**Parts of the exercise**
A - Return verbatim the portion of the facial tracking excerpt that begins at the words "1 Introduction" and stops after the words "of recent progress.".
B - According to the facial tracking excerpt, which large-scale processing engine does the proposed system leverage?

**Source extract**

Unsupervised Feature Descriptors Based Facial Tracking over Distributed Geospatial Subspaces

Abstract

Object Tracking has primarily been characterized as the study of object motion trajectory over constraint subspaces under attempts to mimic human efficiency. However, the trend of monotonically increasing applicability and integrated relevance over distributed commercial frontiers necessitates that scalability be addressed. The present work proposes a system for fast large scale facial tracking over distributed systems beyond individual human capabilities leveraging the computational prowess of large scale processing engines such as Apache Spark. The system is pivoted on an interval based approach for receiving the input feed streams, which is followed by a deep encoder-decoder network for generation of robust environment invariant feature encoding. The system performance is analyzed while functionally varying various pipeline components, to highlight the robustness of the vector representations and near real-time processing performance.

1 Introduction

Recently, visual representation and tracking has been subject to motivated research owing to increased relevance and interoperability with innumerable application domains such as criminal tracking, object tagging [3] etc. Efficient tracking requires learning of good feature representations that exhibit discriminative ability as well as robustness to data variance. Consequently, voluminous literatures have been produced and feature extraction methodologies have evolved significantly. These have largely been holistic or patch based [8]. Advancements in localized vectorization for generation of feature maps forms the basis of recent progress.

**Collected data**
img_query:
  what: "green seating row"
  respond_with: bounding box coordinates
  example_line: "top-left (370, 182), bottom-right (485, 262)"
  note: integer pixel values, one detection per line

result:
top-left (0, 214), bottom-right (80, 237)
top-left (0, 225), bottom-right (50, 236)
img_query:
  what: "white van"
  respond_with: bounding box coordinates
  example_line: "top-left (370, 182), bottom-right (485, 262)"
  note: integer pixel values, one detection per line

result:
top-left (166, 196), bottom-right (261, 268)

...

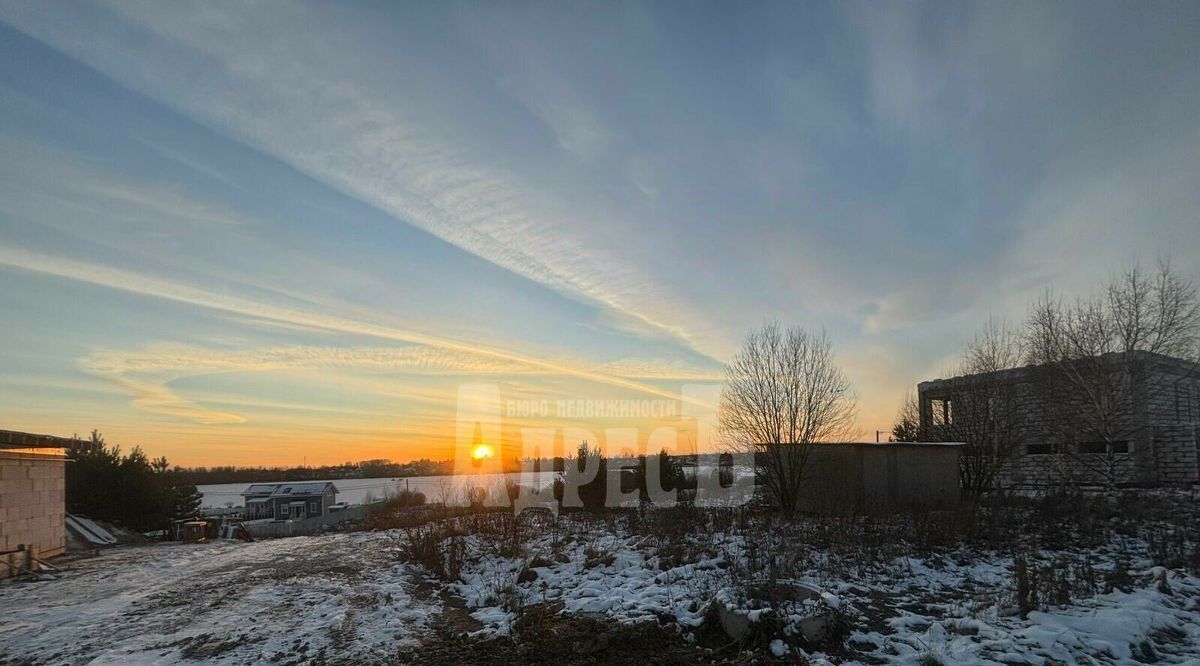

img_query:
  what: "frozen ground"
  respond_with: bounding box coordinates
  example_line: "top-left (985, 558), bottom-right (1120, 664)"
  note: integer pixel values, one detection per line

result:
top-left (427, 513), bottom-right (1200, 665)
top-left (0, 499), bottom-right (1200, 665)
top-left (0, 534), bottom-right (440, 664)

---

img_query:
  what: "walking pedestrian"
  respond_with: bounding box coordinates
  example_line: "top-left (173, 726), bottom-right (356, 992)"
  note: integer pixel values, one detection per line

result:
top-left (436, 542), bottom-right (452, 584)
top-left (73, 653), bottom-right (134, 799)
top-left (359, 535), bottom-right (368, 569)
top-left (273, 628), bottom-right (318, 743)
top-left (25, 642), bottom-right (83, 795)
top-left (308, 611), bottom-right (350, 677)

**Solutions by task**
A -
1 Introduction

Recently, visual representation and tracking has been subject to motivated research owing to increased relevance and interoperability with innumerable application domains such as criminal tracking, object tagging [3] etc. Efficient tracking requires learning of good feature representations that exhibit discriminative ability as well as robustness to data variance. Consequently, voluminous literatures have been produced and feature extraction methodologies have evolved significantly. These have largely been holistic or patch based [8]. Advancements in localized vectorization for generation of feature maps forms the basis of recent progress.

B - Apache Spark